* What this task involves: Repeat only the lines from the one holding "Objective — indicate one point on every instance of the brown" down to the last line of the listing below, including both of those lines.

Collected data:
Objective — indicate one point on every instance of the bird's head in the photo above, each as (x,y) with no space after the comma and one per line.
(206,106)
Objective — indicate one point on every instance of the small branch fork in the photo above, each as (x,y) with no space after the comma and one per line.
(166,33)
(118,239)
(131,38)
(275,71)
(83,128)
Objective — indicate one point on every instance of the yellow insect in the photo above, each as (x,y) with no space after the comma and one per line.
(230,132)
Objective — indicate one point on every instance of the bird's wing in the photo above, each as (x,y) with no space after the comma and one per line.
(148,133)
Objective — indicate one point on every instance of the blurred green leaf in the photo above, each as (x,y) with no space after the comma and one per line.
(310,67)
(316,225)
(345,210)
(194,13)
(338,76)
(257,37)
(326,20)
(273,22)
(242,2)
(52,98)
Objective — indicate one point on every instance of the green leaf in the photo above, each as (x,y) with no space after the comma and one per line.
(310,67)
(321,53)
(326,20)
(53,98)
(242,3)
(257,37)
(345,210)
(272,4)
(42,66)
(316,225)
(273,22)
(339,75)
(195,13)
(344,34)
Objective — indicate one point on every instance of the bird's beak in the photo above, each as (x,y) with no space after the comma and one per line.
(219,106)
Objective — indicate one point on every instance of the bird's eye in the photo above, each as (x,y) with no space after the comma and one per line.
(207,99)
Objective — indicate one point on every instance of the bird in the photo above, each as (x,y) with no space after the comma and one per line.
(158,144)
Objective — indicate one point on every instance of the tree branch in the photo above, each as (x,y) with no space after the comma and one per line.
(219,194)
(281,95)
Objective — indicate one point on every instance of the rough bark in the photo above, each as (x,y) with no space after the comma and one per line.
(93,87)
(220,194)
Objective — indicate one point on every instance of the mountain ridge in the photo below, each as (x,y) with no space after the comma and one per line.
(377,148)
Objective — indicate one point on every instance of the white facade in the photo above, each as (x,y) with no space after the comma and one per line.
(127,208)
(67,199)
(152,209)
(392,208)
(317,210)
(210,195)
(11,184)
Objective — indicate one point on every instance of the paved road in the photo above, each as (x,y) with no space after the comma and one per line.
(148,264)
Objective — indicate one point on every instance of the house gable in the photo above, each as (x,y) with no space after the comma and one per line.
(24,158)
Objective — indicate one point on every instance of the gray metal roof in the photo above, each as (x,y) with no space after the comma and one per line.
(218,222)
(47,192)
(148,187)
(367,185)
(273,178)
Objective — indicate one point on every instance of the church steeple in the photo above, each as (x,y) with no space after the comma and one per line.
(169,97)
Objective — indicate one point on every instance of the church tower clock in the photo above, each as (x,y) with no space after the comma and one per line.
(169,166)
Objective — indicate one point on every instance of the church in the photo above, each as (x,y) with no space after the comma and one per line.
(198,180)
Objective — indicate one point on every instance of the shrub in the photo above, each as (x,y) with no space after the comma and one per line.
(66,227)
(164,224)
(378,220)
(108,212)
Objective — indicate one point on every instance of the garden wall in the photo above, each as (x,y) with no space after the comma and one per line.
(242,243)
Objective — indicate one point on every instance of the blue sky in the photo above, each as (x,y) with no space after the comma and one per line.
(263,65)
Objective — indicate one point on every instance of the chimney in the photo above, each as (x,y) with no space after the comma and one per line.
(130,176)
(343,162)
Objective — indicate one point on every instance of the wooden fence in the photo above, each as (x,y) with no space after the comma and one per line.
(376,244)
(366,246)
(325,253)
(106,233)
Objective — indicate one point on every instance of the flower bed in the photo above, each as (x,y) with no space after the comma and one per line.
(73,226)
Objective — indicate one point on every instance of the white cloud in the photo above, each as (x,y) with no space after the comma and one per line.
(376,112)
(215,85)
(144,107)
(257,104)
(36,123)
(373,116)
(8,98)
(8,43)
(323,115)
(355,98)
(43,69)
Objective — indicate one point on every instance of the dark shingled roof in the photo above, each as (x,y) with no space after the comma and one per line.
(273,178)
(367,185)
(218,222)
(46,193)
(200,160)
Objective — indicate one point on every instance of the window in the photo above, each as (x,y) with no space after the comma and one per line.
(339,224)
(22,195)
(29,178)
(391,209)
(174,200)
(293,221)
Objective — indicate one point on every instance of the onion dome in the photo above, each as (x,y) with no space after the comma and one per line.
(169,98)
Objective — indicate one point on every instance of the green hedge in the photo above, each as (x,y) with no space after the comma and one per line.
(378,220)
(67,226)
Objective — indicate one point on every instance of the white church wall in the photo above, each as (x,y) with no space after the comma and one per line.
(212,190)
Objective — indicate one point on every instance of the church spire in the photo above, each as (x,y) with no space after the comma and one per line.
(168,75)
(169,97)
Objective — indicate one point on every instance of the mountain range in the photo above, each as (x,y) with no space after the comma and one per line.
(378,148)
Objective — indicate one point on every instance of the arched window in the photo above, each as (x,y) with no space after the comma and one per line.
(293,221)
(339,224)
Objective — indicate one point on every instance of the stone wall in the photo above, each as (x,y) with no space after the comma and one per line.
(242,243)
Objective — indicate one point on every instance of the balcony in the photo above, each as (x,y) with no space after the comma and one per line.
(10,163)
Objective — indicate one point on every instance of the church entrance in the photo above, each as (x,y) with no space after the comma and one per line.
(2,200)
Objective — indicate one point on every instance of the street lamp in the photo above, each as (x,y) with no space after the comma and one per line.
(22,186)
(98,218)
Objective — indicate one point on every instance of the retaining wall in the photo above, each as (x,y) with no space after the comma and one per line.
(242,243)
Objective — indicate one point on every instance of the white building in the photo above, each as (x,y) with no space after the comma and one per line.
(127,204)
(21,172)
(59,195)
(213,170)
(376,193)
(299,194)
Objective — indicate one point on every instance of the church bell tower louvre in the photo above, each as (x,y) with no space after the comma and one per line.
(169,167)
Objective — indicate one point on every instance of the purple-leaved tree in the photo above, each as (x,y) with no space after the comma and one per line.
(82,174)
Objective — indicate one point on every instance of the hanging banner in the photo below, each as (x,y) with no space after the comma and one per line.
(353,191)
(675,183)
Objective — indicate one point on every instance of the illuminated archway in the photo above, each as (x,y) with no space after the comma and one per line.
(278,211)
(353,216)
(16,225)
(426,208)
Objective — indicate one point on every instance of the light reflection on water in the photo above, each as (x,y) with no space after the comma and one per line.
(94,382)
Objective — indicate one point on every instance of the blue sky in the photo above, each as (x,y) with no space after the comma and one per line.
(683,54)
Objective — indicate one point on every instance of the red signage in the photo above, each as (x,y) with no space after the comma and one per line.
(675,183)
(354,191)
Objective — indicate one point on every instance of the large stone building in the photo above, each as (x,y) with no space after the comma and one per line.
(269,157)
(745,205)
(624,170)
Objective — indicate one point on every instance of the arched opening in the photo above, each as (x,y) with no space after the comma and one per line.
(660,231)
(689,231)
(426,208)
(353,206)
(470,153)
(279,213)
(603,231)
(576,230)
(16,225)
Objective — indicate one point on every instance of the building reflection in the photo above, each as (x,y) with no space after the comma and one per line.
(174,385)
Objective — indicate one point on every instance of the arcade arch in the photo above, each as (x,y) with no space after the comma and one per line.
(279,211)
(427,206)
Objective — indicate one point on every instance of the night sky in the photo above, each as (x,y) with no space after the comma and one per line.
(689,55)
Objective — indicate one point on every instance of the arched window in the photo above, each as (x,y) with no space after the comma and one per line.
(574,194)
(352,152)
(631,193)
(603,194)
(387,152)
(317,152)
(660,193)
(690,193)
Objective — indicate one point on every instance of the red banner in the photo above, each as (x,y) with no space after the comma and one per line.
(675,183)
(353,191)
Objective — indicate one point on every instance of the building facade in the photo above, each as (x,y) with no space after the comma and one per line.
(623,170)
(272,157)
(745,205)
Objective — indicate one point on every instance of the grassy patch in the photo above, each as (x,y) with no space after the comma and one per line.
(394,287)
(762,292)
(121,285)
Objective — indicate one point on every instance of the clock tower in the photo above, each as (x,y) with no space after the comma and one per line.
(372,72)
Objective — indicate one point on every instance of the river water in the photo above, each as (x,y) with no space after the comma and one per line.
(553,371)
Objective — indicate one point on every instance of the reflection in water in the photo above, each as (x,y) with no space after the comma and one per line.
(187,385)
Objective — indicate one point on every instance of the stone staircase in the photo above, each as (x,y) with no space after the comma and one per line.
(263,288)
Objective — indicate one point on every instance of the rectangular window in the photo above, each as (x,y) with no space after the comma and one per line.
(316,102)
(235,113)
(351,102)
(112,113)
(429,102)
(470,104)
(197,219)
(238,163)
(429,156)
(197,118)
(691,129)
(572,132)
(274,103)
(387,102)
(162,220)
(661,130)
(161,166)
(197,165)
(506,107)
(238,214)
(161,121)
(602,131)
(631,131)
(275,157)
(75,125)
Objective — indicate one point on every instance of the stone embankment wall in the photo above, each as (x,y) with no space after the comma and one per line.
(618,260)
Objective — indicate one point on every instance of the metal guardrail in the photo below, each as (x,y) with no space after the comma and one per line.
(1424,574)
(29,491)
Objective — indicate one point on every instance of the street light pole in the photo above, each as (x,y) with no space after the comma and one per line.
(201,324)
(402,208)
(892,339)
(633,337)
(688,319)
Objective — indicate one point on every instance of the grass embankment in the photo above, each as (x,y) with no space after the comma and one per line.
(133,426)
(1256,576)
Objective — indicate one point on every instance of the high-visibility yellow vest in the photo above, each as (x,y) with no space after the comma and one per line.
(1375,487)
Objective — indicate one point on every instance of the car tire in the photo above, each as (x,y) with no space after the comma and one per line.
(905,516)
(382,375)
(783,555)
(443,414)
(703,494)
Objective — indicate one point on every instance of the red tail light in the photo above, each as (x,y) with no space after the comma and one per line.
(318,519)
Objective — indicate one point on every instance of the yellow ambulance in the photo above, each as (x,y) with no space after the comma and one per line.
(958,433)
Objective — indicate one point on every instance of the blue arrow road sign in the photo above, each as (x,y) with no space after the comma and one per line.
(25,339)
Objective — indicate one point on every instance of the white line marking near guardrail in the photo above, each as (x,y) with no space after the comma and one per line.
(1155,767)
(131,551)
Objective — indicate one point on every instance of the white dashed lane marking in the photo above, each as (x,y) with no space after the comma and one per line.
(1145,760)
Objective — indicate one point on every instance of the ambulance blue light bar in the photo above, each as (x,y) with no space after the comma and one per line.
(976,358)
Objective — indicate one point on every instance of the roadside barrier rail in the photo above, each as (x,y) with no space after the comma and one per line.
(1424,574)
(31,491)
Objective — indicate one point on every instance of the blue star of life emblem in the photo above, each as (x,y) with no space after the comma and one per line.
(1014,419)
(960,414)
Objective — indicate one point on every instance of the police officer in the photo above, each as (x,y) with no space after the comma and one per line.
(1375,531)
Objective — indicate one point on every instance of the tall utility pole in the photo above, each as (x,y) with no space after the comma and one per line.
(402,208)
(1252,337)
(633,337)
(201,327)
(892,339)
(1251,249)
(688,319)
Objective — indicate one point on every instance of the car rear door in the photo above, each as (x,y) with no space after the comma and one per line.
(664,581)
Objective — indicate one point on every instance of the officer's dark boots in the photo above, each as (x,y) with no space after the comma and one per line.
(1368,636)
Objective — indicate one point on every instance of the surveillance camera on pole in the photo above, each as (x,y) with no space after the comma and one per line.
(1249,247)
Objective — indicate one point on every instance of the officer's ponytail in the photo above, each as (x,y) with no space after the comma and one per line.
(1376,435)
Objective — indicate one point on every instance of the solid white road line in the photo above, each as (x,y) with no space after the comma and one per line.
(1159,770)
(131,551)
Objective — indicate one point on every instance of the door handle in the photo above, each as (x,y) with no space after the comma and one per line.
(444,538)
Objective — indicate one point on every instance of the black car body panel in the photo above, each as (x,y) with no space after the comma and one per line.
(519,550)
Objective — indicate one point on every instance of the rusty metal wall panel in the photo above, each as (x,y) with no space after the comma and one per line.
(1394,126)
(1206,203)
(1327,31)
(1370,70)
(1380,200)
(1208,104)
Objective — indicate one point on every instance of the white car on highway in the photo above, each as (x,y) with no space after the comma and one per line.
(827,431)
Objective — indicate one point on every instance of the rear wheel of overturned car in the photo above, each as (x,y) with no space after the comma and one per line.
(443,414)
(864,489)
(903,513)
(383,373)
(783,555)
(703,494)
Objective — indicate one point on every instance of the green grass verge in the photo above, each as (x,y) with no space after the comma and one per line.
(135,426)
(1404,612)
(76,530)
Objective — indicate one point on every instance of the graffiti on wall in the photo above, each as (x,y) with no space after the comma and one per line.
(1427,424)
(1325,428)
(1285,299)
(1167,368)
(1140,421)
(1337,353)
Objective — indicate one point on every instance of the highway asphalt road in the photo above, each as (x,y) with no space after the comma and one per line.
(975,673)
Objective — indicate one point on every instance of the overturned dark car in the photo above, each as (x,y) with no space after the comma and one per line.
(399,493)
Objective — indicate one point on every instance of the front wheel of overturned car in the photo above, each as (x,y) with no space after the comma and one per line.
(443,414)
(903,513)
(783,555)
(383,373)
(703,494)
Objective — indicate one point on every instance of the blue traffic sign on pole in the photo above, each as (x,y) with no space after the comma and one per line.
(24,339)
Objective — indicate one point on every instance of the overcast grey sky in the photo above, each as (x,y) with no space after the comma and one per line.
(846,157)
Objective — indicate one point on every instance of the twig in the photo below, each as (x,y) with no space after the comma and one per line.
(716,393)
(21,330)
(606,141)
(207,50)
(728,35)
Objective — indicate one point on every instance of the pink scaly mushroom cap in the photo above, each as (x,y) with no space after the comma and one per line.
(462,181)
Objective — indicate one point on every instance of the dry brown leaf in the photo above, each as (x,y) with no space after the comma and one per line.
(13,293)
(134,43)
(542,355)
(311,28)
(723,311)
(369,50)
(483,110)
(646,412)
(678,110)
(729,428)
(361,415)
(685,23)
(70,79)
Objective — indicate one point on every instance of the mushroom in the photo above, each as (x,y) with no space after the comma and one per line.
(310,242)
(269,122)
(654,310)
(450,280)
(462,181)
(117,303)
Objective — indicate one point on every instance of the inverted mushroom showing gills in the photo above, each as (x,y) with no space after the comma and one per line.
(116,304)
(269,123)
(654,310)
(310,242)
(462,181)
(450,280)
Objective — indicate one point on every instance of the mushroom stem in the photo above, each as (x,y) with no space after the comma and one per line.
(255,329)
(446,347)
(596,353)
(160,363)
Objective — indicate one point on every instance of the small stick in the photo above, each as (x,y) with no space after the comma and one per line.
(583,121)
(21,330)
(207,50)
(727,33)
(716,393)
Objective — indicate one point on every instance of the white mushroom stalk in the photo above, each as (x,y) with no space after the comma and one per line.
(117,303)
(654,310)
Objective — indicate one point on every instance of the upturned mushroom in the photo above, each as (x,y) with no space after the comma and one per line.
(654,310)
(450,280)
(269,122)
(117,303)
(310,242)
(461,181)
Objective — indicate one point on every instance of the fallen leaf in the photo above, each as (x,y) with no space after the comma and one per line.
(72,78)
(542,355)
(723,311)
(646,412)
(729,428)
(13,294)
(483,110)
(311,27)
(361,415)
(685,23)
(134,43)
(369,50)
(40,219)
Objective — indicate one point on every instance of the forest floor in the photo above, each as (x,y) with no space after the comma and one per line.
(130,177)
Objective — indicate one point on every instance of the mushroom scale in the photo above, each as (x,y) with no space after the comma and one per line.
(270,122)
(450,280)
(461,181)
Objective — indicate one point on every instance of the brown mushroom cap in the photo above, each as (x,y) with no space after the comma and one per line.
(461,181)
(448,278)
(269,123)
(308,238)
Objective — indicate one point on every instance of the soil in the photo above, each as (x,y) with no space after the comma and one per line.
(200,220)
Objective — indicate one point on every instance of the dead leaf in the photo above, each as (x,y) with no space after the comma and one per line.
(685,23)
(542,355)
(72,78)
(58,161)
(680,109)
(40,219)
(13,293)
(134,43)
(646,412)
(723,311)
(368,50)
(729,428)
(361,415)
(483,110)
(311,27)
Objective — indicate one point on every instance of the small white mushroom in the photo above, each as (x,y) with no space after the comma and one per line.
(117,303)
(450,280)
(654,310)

* Written reply:
Objective — indicate one point on every instance of the brown mushroom cap in the photo above, each as (x,y) with no space after the comma and one per line.
(461,181)
(448,278)
(269,123)
(308,238)
Objective — indicate one point on every instance of the soil in the photo above, each as (x,y) with no space after the comma and one per line.
(200,220)
Objective — indicate one point on every instance of the dead leaf in the photo above, each as (x,y) with no space after the comma and one per line.
(685,23)
(542,355)
(72,78)
(58,161)
(680,109)
(40,219)
(13,293)
(134,43)
(646,412)
(723,311)
(368,50)
(729,428)
(361,415)
(483,110)
(311,27)
Objective — indicate one point on every instance of the small white mushroom in the photo above, each as (x,y) with no space after the comma and one per line.
(117,303)
(450,280)
(654,310)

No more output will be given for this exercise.